◆ **Selected excerpt**:
*** Begin section ***
Ehud Barak, Israel’s then defence minister and the country’s most decorated soldier, warned in 2010 that “as long as in this territory west of the Jordan river there is only one political entity called Israel, it is going to be either non-Jewish or non-democratic. If this bloc of millions of Palestinians cannot vote, that will be an apartheid state.” This argument was made again in 2014 by John Kerry as US secretary of state (though he later regretted the language). Three years later, Boris Johnson, when he was UK foreign secretary, said much the same thing. No one seemed in any doubt that were Israel to carry on without making peace with the Palestinians, the country would face credible accusations of apartheid.
After a four-year investigation, Amnesty last week became the latest human rights organisation to level that charge, concluding that Israel operated a “system which amounts to apartheid under international law”. It said that the UN security council must “impose targeted sanctions against Israeli officials implicated”, and demanded an arms embargo on Israel. Amnesty also called for the perpetrators of apartheid to be “brought to justice” through the international criminal court. This is the world’s biggest human rights organisation; its conclusion shows the discussion is becoming embedded in international forums.
*** End section ***
◆ **Extracted entries**:
*** Begin section ***
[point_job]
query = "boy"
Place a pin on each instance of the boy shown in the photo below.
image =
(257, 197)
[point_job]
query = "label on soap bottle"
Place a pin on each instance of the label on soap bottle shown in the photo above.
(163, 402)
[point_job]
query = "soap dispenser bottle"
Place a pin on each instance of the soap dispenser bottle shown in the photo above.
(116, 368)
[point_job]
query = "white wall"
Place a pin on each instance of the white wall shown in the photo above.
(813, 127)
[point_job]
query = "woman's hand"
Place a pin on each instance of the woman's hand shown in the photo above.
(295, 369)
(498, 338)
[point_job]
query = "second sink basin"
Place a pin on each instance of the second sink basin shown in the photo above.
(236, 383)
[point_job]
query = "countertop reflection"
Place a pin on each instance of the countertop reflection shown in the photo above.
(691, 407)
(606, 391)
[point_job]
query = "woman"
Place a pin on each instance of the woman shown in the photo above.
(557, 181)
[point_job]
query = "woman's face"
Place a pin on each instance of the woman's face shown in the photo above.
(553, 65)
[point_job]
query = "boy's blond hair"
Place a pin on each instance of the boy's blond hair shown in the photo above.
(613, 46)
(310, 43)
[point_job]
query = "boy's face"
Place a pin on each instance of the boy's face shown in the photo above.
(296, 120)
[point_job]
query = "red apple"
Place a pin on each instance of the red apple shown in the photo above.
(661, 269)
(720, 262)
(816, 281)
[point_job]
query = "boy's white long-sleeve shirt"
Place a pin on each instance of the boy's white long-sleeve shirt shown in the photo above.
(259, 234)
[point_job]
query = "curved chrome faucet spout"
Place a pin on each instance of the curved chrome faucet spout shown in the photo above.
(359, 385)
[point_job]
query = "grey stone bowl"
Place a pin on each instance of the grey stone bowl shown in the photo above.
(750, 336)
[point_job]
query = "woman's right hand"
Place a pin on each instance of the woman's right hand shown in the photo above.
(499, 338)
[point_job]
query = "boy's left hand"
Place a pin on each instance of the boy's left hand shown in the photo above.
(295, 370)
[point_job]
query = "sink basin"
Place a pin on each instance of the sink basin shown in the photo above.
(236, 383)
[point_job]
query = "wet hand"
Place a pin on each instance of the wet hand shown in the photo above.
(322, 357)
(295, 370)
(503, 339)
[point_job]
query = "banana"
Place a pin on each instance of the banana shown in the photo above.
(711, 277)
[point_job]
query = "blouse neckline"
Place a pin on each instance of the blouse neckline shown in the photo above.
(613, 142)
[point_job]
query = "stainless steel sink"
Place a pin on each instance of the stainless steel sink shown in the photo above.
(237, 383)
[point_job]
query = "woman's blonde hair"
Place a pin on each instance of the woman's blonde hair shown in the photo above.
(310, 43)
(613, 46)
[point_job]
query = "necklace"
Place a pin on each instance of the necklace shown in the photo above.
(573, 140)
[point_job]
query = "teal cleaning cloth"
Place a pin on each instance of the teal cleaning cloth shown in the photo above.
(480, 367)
*** End section ***
◆ **Task details**:
Answer these from the text on the apartheid charge against Israel:
(a) In what year did Ehud Barak issue his warning?
(b) How long did Amnesty's investigation take?
(c) What kind of embargo on Israel did Amnesty demand?
The items come from a separate source, not from the text.

◆ **Response area**:
(a) 2010
(b) Four years
(c) An arms embargo